- [Reading passage]:
::::::::
I’ve written several posts (the latest one here) about the availability of a limited driving privilege for a person whose driver’s license is revoked upon conviction of impaired driving in violation of G.S. 20-138.1. A limited driving privilege is a judgment issued in the discretion of the court authorizing a person with a revoked driver’s license to drive, for limited purposes and at limited times, during the period of the revocation. As none of the earlier posts discussed the circumstances in which a person who is convicted of impaired driving in another state or in federal court may obtain a limited driving privilege from a North Carolina court, this one will.
G.S. 20-179.3(b) provides that a person whose North Carolina driver’s license is revoked because of a conviction in another jurisdiction that is substantially similar to impaired driving under G.S. 20-138.1 is eligible for a limited driving privilege if he or she would have been eligible for it had the conviction occurred in North Carolina. You can read more here about the eligibility requirements for North Carolina DWI convictions. In general, they require that the person (1) have been punished at Level Three, Four, or Five, (2) have been validly licensed at the time of the offense, (3) not have a qualifying prior impaired driving conviction, (4) not have a subsequent conviction or unresolved charge for impaired driving, and (5) have a substance abuse assessment and furnish proof of financial responsibility. Even if a person’s out of state conviction satisfies the “substantially similar” criteria and the person meets the enumerated eligibility requirements, the person still must demonstrate that his or her North Carolina driver’s license was revoked, a requirement that significantly reduces the universe of eligible persons.
::::::::
- [Problem 1]: Based on the passage on limited driving privileges, answer yes or no to each statement and quote the words that decide it. (a) A limited driving privilege is granted at the court's discretion. (b) A person punished at Level One is generally eligible for a limited driving privilege. (c) A person with a qualifying out-of-state conviction who meets the listed requirements does not also have to show that a North Carolina license was revoked.
- [Problem 2]: Write out the passage on limited driving privileges from "I’ve written several" up to and including "this one will.".
- [Problem 3]: Pick up the passage on limited driving privileges for out-of-state impaired driving convictions at its last sentence and keep writing.
The entries are separate material and have nothing to do with the passage on limited driving privileges.
::::::::
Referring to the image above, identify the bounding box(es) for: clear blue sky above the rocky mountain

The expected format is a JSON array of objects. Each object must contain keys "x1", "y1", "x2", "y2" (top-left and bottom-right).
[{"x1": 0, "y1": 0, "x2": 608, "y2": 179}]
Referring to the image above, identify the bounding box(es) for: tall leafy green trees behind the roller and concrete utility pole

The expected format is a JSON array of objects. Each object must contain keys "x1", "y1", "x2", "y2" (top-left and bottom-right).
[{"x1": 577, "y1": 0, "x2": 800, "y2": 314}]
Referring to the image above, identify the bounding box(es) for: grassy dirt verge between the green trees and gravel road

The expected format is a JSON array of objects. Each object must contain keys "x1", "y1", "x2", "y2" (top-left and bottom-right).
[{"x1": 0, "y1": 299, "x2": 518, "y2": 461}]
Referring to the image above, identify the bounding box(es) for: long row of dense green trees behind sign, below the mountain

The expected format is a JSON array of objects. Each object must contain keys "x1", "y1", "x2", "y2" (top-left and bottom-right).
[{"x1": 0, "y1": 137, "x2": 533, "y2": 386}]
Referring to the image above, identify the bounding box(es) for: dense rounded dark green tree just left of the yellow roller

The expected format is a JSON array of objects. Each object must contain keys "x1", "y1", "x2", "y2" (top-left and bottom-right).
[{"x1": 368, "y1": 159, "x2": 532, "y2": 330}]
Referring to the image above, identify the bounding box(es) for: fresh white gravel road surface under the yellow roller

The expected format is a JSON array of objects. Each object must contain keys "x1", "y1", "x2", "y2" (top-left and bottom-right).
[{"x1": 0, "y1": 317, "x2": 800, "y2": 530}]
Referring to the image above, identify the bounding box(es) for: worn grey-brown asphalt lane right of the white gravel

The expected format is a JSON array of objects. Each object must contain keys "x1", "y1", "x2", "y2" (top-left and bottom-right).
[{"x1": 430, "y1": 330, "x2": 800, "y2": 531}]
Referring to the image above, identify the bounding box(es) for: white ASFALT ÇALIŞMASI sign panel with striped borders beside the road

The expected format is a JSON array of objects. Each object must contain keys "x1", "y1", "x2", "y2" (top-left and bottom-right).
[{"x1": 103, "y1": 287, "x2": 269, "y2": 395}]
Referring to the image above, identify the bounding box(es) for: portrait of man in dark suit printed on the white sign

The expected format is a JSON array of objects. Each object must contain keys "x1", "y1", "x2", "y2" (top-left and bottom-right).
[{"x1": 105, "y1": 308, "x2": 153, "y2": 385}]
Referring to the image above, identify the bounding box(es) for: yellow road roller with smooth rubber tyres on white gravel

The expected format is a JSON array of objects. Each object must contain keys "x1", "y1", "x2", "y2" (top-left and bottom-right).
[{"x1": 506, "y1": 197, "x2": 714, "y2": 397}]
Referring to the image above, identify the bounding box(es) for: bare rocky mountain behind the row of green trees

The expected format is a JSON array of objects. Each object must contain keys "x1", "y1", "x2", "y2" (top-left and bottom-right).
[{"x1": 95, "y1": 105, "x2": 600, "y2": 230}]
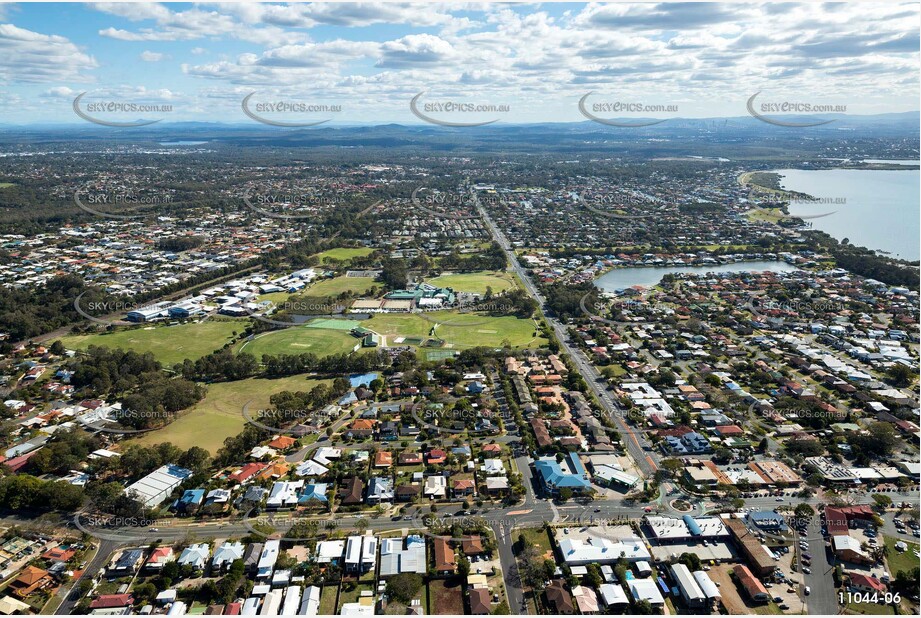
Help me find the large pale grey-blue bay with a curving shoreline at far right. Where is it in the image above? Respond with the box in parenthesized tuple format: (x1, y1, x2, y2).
(775, 162, 921, 260)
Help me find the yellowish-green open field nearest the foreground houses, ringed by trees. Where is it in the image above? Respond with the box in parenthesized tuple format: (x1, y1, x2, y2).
(129, 375, 330, 455)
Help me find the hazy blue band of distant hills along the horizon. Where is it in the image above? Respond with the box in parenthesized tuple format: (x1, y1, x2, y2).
(0, 112, 921, 156)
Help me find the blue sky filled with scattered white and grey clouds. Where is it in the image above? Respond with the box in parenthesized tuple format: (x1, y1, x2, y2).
(0, 2, 921, 125)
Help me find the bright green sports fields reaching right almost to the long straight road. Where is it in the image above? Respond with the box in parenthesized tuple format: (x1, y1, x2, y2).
(361, 311, 547, 348)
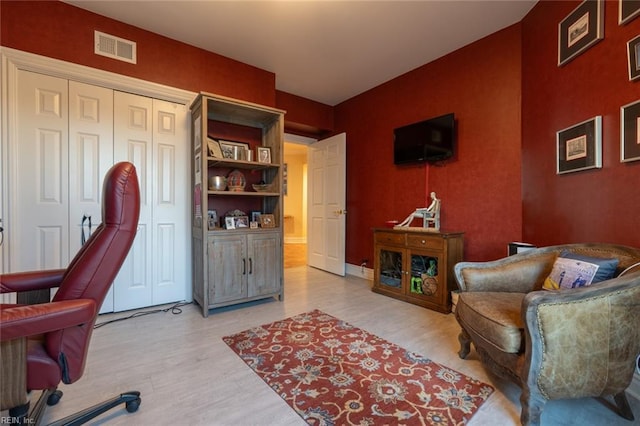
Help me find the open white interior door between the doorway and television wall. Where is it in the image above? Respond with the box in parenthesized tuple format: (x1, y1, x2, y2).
(307, 133, 347, 276)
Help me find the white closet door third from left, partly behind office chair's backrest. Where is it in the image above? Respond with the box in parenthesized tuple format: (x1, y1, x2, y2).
(113, 91, 153, 311)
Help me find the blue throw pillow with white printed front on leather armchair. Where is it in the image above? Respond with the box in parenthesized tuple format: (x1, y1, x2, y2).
(542, 251, 618, 290)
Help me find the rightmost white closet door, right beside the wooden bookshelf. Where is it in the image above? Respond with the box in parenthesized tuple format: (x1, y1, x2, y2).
(150, 99, 191, 305)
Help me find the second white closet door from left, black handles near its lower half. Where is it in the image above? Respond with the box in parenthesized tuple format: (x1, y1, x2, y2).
(69, 81, 113, 313)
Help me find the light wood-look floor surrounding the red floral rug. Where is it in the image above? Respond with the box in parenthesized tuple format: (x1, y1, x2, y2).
(38, 267, 640, 426)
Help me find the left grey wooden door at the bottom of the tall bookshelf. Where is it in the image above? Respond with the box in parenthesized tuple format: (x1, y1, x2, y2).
(208, 234, 249, 305)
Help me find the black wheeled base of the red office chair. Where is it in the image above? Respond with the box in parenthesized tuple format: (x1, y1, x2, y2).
(9, 389, 142, 426)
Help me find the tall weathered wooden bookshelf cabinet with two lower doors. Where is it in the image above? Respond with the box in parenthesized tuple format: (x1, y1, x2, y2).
(191, 93, 284, 317)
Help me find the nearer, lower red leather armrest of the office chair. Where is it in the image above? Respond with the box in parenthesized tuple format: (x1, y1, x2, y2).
(0, 299, 97, 342)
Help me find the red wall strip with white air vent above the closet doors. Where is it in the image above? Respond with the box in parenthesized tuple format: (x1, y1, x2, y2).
(0, 1, 275, 106)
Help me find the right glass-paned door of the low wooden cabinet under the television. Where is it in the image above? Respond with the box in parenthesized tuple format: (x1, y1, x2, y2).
(405, 250, 447, 303)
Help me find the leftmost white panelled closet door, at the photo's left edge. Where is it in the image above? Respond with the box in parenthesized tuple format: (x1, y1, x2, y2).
(12, 71, 69, 272)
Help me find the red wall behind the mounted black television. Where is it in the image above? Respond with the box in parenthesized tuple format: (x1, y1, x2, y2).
(335, 24, 522, 266)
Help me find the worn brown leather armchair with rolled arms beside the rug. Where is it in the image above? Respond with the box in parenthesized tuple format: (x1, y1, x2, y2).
(454, 244, 640, 425)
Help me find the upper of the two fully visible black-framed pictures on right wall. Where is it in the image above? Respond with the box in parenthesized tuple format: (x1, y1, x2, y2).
::::::::
- [Answer section 1]:
(a) Yes: "A limited driving privilege is a judgment issued in the discretion of the court"
(b) No: "have been punished at Level Three, Four, or Five"
(c) No: "the person still must demonstrate that his or her North Carolina driver’s license was revoked"

- [Answer section 2]:
I’ve written several posts (the latest one here) about the availability of a limited driving privilege for a person whose driver’s license is revoked upon conviction of impaired driving in violation of G.S. 20-138.1. A limited driving privilege is a judgment issued in the discretion of the court authorizing a person with a revoked driver’s license to drive, for limited purposes and at limited times, during the period of the revocation. As none of the earlier posts discussed the circumstances in which a person who is convicted of impaired driving in another state or in federal court may obtain a limited driving privilege from a North Carolina court, this one will.

- [Answer section 3]:
A few examples might help demonstrate the impact of this limitation.
Howard Henderson:  An NC resident with an out-of-state DWI conviction
Suppose that Howard Henderson, a North Carolina resident with a North Carolina driver’s license, drives while impaired while vacationing in Pennsylvania. Henderson subsequently is convicted in Pennsylvania of driving while impaired. Pennsylvania, one of the 46 states that is a member of the Drivers License Compact, reports the conviction to the North Carolina Division of Motor Vehicles (NC DMV). See 75 Pa. Cons. Stat. Ann. § 1581 (West) (requiring the “licensing authority of a party state [to] report each conviction of a person from another party state occurring within its jurisdiction to the licensing authority of the home state of the licensee”); cf. G.S. 20-4.24(a) (requiring that member states report a conviction for “[d]riving a motor vehicle while impaired”).
After receiving the report, NC DMV revokes Henderson’s driver’s license pursuant to G.S. 20-4.24(b), which requires that North Carolina give the same effect to a report of a conviction in a member state of driving a motor vehicle while impaired that it would give to a North Carolina conviction of impaired driving, and G.S. 20-17(a)(2), which requires NC DMV to revoke the license of any driver upon receiving a record for his conviction of impaired driving under G.S. 20-138.1. Cf. Hoenisch v. Com., Dept. of Transp., Bureau of Driver Licensing, 785 A.2d 969, 973 (Pa. 2001) (concluding that a conviction under G.S. 20-138.1 provides a sufficient basis for a reciprocal driver’s license suspension in Pennsylvania).
Given that Henderson’s North Carolina driver’s license was revoked, he is eligible for a limited driving privilege under G.S. 20-179.3 if meets the other eligibility requirements noted above. Henderson must file his application for a privilege with the clerk in duplicate, and a hearing on his application may be held a reasonable time after the clerk files a copy of the application with the district attorney’s office. G.S. 20-179.3(d).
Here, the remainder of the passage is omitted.